Lay out every line of the entries below as a Markdown table with the columns "Row" and "Line", numbering the rows and leaving out blank lines.

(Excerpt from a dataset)
****************************************

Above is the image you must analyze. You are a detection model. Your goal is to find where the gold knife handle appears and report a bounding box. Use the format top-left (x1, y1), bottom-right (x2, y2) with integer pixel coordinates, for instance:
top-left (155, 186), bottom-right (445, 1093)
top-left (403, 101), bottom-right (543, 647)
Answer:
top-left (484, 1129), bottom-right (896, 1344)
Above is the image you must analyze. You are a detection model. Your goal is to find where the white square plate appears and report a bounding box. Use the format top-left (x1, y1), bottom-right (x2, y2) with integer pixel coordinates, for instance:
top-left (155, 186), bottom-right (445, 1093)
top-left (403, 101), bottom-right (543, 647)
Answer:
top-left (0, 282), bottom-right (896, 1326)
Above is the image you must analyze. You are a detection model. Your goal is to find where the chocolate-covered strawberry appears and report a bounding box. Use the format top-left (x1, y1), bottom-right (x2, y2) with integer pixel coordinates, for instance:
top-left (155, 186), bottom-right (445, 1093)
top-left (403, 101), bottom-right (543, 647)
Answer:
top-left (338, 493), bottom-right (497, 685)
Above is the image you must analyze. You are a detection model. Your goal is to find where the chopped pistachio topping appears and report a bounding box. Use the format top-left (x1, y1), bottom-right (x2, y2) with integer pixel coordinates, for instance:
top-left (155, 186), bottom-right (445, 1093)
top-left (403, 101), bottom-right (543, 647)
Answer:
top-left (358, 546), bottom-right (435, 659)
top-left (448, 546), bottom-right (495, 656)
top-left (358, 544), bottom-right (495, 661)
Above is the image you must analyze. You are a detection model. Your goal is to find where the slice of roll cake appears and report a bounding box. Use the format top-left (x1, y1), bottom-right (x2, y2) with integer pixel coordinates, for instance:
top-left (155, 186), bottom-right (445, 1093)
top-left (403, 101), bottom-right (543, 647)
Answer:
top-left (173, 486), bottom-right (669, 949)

****************************************

▸ **Task output**
| Row | Line |
|---|---|
| 1 | Above is the image you must analyze. You are a detection model. Your goal is to find where the gold knife handle appears and report a bounding box. Use the format top-left (x1, y1), bottom-right (x2, y2) with integer pixel coordinates, for instance: |
| 2 | top-left (155, 186), bottom-right (445, 1093) |
| 3 | top-left (403, 101), bottom-right (543, 647) |
| 4 | Answer: |
| 5 | top-left (484, 1129), bottom-right (896, 1344) |
| 6 | Above is the image you must analyze. You are a detection model. Your goal is to find where the white square plate appears and report a bounding box. Use the format top-left (x1, y1), bottom-right (x2, y2) with integer pixel coordinates, for instance: |
| 7 | top-left (155, 186), bottom-right (445, 1093) |
| 8 | top-left (403, 101), bottom-right (543, 647) |
| 9 | Answer: |
| 10 | top-left (0, 282), bottom-right (896, 1326) |
| 11 | Above is the image you must analyze. You are a detection model. Your goal is to find where the chocolate-covered strawberry appears and report a bounding box. Use the format top-left (x1, y1), bottom-right (x2, y2) with integer pixel coordinates, for instance: |
| 12 | top-left (155, 186), bottom-right (445, 1093) |
| 13 | top-left (403, 101), bottom-right (543, 647) |
| 14 | Answer: |
| 15 | top-left (338, 493), bottom-right (497, 685) |
| 16 | Above is the image you must analyze. You are a detection model. Your goal is to find where the chopped pistachio topping appears and report a bounding box. Use the format top-left (x1, y1), bottom-right (x2, y2) with integer pixel coordinates, for instance: |
| 17 | top-left (155, 186), bottom-right (445, 1093) |
| 18 | top-left (403, 101), bottom-right (543, 647) |
| 19 | Answer: |
| 20 | top-left (358, 546), bottom-right (435, 659) |
| 21 | top-left (448, 546), bottom-right (495, 656) |
| 22 | top-left (358, 544), bottom-right (495, 661) |
| 23 | Above is the image you must analyze. You are a detection model. Your goal is to find where the slice of roll cake appears and report a bounding box. Use the format top-left (x1, y1), bottom-right (x2, y2) with integer pixel coordinates, for instance: |
| 24 | top-left (155, 186), bottom-right (445, 1093) |
| 25 | top-left (403, 101), bottom-right (543, 647) |
| 26 | Answer: |
| 27 | top-left (173, 486), bottom-right (669, 949) |